**PROBLEM STATEMENT**
Gather every line in the material below that contains the word "head", and copy each one. Case counts.

Location labeling records:
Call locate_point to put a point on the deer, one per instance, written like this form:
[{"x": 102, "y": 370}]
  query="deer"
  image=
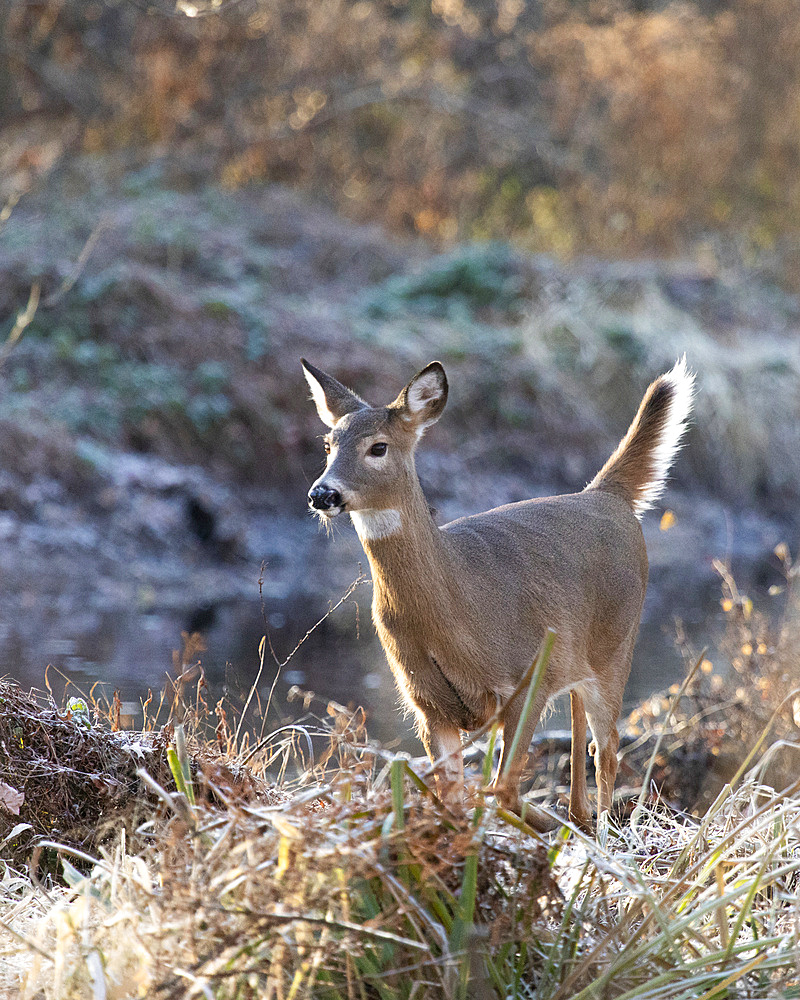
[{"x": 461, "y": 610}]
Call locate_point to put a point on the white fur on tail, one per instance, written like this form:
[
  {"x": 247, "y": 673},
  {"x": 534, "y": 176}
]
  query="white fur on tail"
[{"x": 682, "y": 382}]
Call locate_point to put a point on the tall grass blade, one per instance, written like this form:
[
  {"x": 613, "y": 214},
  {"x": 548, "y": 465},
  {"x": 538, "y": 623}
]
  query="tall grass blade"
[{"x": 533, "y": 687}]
...
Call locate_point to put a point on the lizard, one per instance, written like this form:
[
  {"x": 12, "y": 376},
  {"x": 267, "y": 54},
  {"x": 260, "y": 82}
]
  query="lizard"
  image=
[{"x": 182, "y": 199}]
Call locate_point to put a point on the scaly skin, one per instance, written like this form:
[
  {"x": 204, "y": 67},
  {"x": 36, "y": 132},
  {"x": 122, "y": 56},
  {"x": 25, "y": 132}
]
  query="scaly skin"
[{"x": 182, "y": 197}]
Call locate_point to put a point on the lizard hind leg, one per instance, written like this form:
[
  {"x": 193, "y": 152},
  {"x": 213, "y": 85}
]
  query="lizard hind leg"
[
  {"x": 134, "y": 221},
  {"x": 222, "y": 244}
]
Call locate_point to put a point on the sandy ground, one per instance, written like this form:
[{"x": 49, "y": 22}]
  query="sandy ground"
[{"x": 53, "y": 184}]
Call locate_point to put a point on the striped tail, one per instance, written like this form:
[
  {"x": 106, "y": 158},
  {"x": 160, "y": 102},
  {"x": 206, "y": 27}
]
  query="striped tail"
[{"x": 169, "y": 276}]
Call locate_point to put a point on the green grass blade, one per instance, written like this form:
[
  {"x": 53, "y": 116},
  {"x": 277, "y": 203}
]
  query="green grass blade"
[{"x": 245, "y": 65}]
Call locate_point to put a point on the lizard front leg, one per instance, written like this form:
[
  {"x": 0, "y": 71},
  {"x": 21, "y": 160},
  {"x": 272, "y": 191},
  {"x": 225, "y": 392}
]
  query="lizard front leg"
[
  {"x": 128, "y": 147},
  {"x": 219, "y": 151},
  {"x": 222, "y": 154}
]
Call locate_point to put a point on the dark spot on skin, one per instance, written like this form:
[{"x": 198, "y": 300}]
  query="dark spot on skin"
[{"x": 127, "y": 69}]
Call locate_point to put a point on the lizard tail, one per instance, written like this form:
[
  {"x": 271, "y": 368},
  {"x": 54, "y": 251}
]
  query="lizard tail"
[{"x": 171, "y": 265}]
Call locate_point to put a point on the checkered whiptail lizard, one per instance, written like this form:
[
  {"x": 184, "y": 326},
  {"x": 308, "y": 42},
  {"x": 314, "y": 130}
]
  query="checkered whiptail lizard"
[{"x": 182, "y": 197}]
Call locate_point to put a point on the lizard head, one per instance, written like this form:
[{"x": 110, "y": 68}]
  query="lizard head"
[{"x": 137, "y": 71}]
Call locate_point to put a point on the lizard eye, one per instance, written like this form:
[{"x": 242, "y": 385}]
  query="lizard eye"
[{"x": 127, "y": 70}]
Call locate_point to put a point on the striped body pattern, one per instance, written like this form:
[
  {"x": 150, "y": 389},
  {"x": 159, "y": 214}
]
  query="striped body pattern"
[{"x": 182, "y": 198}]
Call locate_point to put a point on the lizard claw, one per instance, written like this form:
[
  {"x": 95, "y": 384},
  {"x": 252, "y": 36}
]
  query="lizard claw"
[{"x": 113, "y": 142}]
==
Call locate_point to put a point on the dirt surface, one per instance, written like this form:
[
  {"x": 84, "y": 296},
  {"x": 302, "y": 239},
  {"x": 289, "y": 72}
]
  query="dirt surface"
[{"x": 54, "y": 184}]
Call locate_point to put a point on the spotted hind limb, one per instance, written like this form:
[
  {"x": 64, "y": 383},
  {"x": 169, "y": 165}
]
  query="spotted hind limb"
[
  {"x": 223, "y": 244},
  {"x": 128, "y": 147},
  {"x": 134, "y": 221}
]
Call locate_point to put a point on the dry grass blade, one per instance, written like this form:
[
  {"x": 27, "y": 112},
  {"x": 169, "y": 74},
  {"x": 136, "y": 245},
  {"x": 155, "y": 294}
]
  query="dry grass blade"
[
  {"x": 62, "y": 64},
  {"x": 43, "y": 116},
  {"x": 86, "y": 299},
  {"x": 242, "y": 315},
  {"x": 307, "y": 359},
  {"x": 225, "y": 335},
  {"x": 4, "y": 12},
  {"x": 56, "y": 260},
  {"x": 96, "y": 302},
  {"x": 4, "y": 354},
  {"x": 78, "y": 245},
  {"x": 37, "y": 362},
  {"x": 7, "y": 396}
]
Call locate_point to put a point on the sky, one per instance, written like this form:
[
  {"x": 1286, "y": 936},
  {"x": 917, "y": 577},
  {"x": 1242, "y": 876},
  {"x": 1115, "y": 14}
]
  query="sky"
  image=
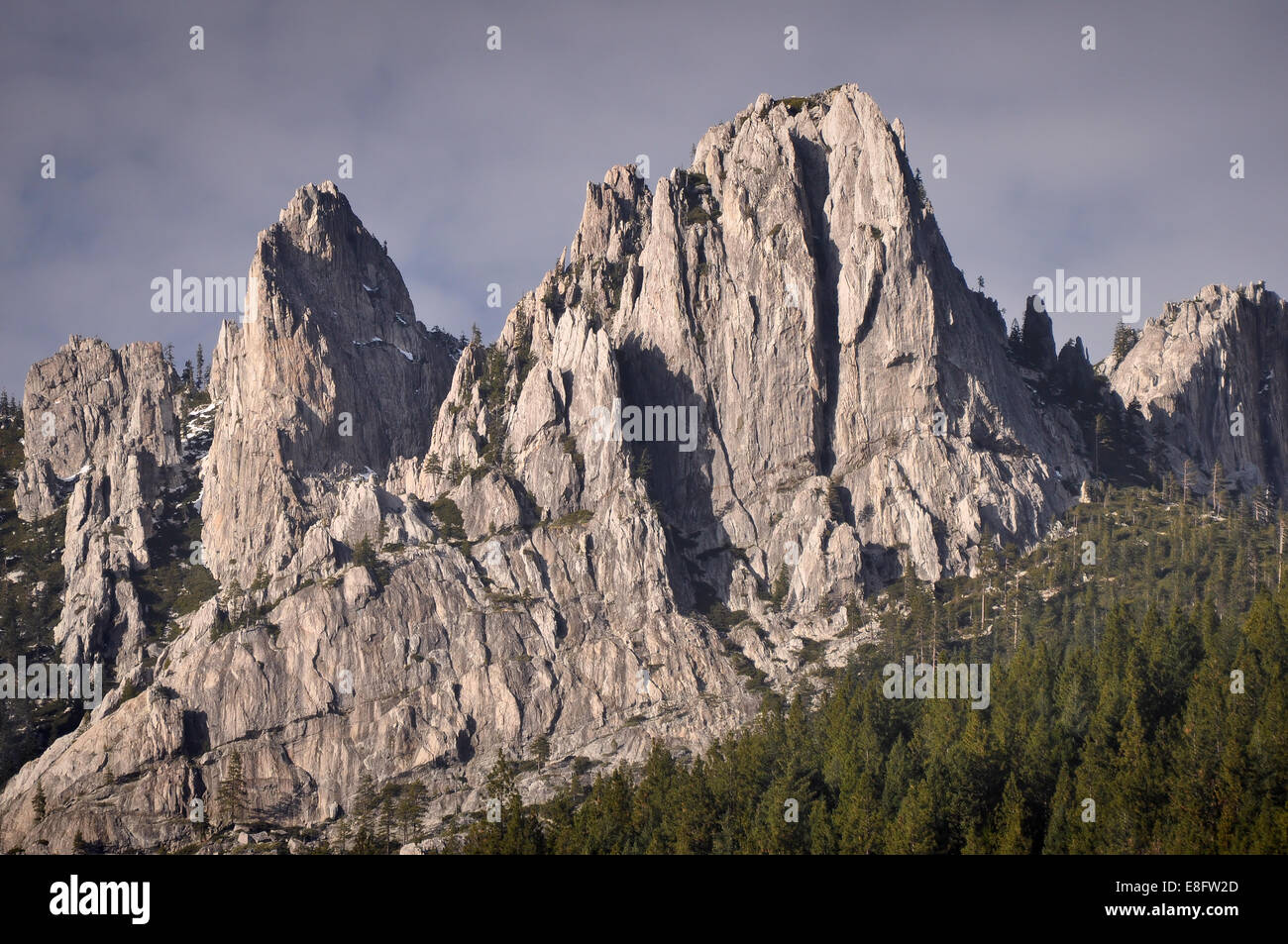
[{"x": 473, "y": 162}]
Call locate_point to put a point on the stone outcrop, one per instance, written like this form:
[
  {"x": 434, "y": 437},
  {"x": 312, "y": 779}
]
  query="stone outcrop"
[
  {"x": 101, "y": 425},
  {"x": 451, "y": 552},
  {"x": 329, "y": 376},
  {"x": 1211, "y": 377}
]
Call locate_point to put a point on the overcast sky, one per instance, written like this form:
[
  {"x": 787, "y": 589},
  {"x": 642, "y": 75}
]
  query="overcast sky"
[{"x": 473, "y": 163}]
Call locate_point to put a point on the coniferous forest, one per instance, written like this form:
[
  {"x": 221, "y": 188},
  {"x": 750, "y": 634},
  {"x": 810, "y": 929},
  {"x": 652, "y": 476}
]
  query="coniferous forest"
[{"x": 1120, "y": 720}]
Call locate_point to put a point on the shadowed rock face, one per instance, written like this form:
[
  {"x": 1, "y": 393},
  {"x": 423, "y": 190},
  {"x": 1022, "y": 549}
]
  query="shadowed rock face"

**PROBLEM SOLUTION**
Call locate_point to put a point on the lizard head, one per instance, written like this form:
  query="lizard head"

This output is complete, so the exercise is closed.